**TEXT EXCERPT**
────

Basketball Training

Basketball Speed & Agility Training

Although sprint training certainly won’t hurt, the emphasis here should be on multi-directional quickness and basic agility movements.

The fundamental skills of shuffling and crossover running are essential and have room for improvement with most young players. Enhanced technique with these skills can make a huge difference in performance, particularly on the defensive end of the court.

Being able to make quick, sharp cuts on offense can help get separation from a defender. On the other side of the ball, this can help you to stay on your player in man-to-man defensive schemes. Basketball players must use optimal foot positions in order to maximize their natural quickness and change-of-direction abilities.

Basketball Strength Training

Although it is an extremely valuable tool for long-term basketball development, careful consideration must be given to how much muscle is build up through strength training. Being an intensely anaerobic sport, carrying around any unneccesary weight will make getting up and down the court, or elevating, increasingly difficult.

Basketball players should be focusing primarily on strength and power with a limited emphasis on building muscle, unless there is an individual-specific need.

Core stability work is also key, as it will improve posture and limit early fatigue in games. It will also transfer over to better speed and agility, not to mention improving your vertical.

Leg strength training SHOULD NOT be avoided. A multi-directional approach to lower body training, combined with upper body and core work will go a long way to the development of basketball players.

Since you have relatively little room to spare when trying to shoot a basketball through a hoop, good shooters simply must have great vision. There are some cutting-edge training ideas out there that incorporate balance, strength and sports vision training all into a series of challenging drills. Those that know how to use these properly can gain an even greater advantage for their athletic development.

────

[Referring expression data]
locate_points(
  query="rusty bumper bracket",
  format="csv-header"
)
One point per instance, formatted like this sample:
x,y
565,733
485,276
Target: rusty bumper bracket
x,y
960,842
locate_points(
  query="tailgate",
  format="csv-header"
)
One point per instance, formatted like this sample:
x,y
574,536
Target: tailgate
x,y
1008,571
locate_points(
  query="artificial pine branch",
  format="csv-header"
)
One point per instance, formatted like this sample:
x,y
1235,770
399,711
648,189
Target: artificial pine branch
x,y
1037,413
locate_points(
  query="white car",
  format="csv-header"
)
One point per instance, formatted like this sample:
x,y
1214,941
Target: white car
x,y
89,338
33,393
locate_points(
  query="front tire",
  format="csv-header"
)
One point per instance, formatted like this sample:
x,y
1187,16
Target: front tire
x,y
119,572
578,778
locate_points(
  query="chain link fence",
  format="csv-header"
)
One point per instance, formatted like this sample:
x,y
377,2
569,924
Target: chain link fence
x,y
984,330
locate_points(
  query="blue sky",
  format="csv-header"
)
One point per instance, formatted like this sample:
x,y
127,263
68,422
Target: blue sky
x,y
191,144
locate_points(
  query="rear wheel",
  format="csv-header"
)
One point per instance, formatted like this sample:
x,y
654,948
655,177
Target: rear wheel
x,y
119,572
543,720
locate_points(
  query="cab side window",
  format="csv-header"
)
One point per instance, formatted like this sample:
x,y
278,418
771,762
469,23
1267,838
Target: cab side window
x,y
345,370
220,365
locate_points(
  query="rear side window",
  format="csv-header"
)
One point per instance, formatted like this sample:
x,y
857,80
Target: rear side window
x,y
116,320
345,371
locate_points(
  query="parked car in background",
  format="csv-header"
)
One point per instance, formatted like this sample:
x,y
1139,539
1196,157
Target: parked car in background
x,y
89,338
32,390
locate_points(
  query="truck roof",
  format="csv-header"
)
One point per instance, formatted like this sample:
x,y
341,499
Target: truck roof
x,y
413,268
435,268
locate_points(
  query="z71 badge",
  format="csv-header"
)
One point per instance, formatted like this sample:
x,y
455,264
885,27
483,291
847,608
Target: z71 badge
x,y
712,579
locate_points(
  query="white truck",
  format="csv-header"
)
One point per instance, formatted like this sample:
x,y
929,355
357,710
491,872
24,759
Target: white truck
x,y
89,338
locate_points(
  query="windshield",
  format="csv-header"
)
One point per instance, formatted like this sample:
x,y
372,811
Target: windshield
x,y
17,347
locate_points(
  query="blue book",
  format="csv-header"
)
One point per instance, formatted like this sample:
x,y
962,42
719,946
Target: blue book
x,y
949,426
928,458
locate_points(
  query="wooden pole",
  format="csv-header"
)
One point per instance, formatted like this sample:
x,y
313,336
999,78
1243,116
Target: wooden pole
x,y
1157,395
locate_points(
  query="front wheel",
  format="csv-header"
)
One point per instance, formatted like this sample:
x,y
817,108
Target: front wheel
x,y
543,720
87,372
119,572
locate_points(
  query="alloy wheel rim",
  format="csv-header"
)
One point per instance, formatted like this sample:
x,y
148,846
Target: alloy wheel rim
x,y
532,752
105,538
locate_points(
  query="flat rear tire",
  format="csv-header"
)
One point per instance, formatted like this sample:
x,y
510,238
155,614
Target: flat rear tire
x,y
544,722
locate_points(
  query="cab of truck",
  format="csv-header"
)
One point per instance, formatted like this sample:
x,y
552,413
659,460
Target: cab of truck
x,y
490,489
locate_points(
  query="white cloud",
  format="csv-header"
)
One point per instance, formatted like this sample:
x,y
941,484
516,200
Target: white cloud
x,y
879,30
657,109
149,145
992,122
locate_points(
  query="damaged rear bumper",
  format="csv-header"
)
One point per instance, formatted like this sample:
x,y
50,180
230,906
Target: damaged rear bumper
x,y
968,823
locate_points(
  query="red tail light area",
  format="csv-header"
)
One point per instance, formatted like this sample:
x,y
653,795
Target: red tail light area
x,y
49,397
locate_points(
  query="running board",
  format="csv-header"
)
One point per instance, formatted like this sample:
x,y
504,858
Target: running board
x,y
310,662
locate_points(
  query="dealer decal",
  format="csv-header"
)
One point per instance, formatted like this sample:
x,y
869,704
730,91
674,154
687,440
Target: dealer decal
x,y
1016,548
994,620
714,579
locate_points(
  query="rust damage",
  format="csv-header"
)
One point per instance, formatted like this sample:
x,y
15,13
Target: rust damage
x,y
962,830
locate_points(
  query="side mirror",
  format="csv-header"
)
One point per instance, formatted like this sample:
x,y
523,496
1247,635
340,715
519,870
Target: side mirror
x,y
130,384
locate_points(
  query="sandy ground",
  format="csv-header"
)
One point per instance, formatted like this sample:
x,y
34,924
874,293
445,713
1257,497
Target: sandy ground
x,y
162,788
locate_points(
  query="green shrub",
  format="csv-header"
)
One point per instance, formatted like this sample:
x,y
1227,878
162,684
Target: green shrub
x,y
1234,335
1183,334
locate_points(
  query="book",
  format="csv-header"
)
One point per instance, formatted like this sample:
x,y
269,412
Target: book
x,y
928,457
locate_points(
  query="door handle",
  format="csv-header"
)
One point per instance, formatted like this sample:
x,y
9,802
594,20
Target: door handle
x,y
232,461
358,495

────

**ACTIVITY A**
Translate this sentence from the basketball training text into Spanish: "Core stability work is also key, as it will improve posture and limit early fatigue in games."
**ACTIVITY B**
Output the passage of the basketball training text between "Core stability work" and "of basketball players.", inclusive.

**PROBLEM SOLUTION A**
El trabajo de estabilidad del core también es clave, ya que mejorará la postura y limitará la fatiga temprana en los partidos.

**PROBLEM SOLUTION B**
Core stability work is also key, as it will improve posture and limit early fatigue in games. It will also transfer over to better speed and agility, not to mention improving your vertical.

Leg strength training SHOULD NOT be avoided. A multi-directional approach to lower body training, combined with upper body and core work will go a long way to the development of basketball players.